▸ GOAL: Go through the records underneath and write each one out again exactly.

▸ RAW RECORDS:
========================

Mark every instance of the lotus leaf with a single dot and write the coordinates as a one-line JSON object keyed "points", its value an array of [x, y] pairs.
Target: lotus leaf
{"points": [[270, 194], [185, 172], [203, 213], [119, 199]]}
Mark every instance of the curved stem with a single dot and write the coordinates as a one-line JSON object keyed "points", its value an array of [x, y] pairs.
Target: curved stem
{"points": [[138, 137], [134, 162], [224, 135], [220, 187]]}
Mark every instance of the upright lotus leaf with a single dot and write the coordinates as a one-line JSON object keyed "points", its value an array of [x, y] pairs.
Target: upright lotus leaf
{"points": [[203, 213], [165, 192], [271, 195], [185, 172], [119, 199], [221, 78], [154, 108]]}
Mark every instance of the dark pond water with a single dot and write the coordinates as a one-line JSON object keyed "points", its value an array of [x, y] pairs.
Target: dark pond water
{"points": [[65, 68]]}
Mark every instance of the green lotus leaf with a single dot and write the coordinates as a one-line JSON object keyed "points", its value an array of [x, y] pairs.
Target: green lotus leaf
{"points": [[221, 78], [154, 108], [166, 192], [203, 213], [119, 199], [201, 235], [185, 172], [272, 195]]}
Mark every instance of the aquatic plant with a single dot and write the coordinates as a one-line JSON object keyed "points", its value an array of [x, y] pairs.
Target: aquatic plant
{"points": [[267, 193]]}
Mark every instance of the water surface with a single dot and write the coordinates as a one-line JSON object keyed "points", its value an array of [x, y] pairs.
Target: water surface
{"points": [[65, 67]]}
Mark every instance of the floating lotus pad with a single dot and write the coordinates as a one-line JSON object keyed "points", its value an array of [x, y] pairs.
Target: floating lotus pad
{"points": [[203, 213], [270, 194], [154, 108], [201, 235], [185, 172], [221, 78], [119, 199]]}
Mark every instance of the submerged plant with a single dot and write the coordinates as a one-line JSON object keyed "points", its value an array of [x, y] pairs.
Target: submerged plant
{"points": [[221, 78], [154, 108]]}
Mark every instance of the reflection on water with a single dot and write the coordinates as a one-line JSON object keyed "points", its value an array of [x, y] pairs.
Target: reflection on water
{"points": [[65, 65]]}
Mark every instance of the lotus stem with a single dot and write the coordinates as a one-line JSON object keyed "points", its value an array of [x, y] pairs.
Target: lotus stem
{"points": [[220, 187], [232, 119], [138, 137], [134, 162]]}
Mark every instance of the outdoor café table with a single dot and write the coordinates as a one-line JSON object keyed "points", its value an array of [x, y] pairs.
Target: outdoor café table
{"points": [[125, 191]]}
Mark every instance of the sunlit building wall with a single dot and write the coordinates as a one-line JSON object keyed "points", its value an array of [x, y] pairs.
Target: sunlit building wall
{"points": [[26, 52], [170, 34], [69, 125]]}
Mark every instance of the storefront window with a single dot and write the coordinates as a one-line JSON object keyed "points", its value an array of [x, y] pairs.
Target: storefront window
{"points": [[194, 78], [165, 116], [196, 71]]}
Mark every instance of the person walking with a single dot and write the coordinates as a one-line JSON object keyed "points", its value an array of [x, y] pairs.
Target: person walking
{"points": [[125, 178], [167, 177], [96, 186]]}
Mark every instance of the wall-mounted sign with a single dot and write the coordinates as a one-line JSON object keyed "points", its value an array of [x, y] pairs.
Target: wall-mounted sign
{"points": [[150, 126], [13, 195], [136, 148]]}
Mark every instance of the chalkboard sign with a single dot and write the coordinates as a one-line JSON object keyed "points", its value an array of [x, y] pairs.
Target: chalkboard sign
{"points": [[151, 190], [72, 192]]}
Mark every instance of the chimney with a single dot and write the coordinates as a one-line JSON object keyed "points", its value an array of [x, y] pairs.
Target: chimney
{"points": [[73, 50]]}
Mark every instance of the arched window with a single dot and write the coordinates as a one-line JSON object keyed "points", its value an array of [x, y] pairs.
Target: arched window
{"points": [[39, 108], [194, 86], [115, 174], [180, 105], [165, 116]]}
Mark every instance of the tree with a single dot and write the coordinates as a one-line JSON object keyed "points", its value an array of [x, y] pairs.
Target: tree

========================

▸ SOLVED PROBLEM:
Mark every instance of the lotus leaf with a single dot and write the coordinates as a one-line JSON object keyed "points", its value an array of [x, y] pairs.
Target: lotus leaf
{"points": [[270, 194], [185, 172], [203, 213], [119, 199]]}
Mark every instance of the curved stem with a single dot and write the coordinates as a one-line JSON object keyed "points", its value an array of [x, y] pairs.
Target: curved stem
{"points": [[138, 137], [134, 162], [224, 135], [220, 187]]}
Mark every instance of the upright lotus leaf with a single dot and write the coordinates as a one-line JSON object keyed "points", its value an array of [x, y] pairs.
Target: upright lotus leaf
{"points": [[203, 213], [165, 192], [271, 195], [185, 172], [119, 199], [221, 78], [154, 108]]}
Mark every instance of the dark pond water with a single dot and write the coordinates as a one-line JSON object keyed "points", its value an array of [x, y] pairs.
Target: dark pond water
{"points": [[65, 68]]}
Mark every instance of the green lotus leaf with a single dot and write the coordinates as a one-line JSON object keyed "points", its value an array of [x, y] pairs.
Target: green lotus leaf
{"points": [[221, 78], [154, 108], [166, 192], [203, 213], [119, 199], [201, 235], [185, 172], [272, 195]]}
Mark every instance of the aquatic plant with a single dot and write the coordinates as a one-line JSON object keyed "points", its value an array of [x, y] pairs.
Target: aquatic plant
{"points": [[267, 193]]}
Mark every instance of the water surface with a single dot and write the coordinates as a one-line JSON object keyed "points", its value an array of [x, y] pairs.
Target: water surface
{"points": [[65, 67]]}
Mark every instance of the floating lotus pad with a single dot and write the coordinates as a one-line JSON object keyed "points", its value an array of [x, y] pairs.
Target: floating lotus pad
{"points": [[203, 213], [270, 194], [154, 108], [201, 235], [185, 172], [221, 78], [119, 199]]}
Mark every instance of the submerged plant with a single dot and write the coordinates as a one-line JSON object keyed "points", its value an array of [x, y] pairs.
Target: submerged plant
{"points": [[221, 78], [154, 108]]}
Mark every instance of the reflection on water with a single dot and write the coordinates as a one-line JSON object keyed "points", its value an array of [x, y] pairs.
Target: reflection on water
{"points": [[65, 65]]}
Mark every instance of the lotus stem with a single dot and write the coordinates as a one-line JSON object keyed "points", its value an array of [x, y] pairs.
Target: lotus stem
{"points": [[220, 187], [232, 119], [138, 137], [134, 162]]}
Mark every instance of the outdoor café table with a single dot and write the coordinates as a one-line JSON object keyed "points", its value an array of [x, y] pairs.
Target: outdoor café table
{"points": [[125, 191]]}
Mark every instance of the sunlit building wall with a single dot and write the coordinates as a one-line JSON object keyed "points", its value an array of [x, y] pairs.
Target: sunlit building wall
{"points": [[26, 52], [170, 34], [69, 125]]}
Mark every instance of the storefront window with a single dot and write the coordinates as a one-line JSON object keyed "points", its value an array of [x, y] pairs.
Target: storefront window
{"points": [[194, 78], [165, 116], [196, 71]]}
Mark every instance of the person walking with a single dot and write the coordinates as a one-line JSON object keyed "points", its value an array of [x, y] pairs.
Target: person walking
{"points": [[125, 178], [167, 177], [96, 186]]}
Mark every instance of the wall-mounted sign with a single dot and write the coordinates as a one-line JSON object keyed "points", its value an array of [x, y] pairs.
Target: wall-mounted sign
{"points": [[150, 126], [13, 195], [136, 148]]}
Mark every instance of the chalkboard sign with a single dot and write the coordinates as a one-line JSON object keyed "points", its value an array of [x, y] pairs.
Target: chalkboard sign
{"points": [[151, 190], [72, 192]]}
Mark every instance of the chimney with a single dot and write the coordinates as a one-line JSON object keyed "points", its value an array of [x, y] pairs.
Target: chimney
{"points": [[73, 50]]}
Mark every instance of the arched window with a single dot and write the coordinates as a one-line JSON object keyed "points", its value an array of [x, y] pairs.
Target: arched window
{"points": [[39, 108], [194, 86], [115, 174], [180, 105], [165, 116]]}
Mark every instance of the tree with a single dot and write the coordinates as a one-line JSON object keyed "points", its value an array of [x, y] pairs.
Target: tree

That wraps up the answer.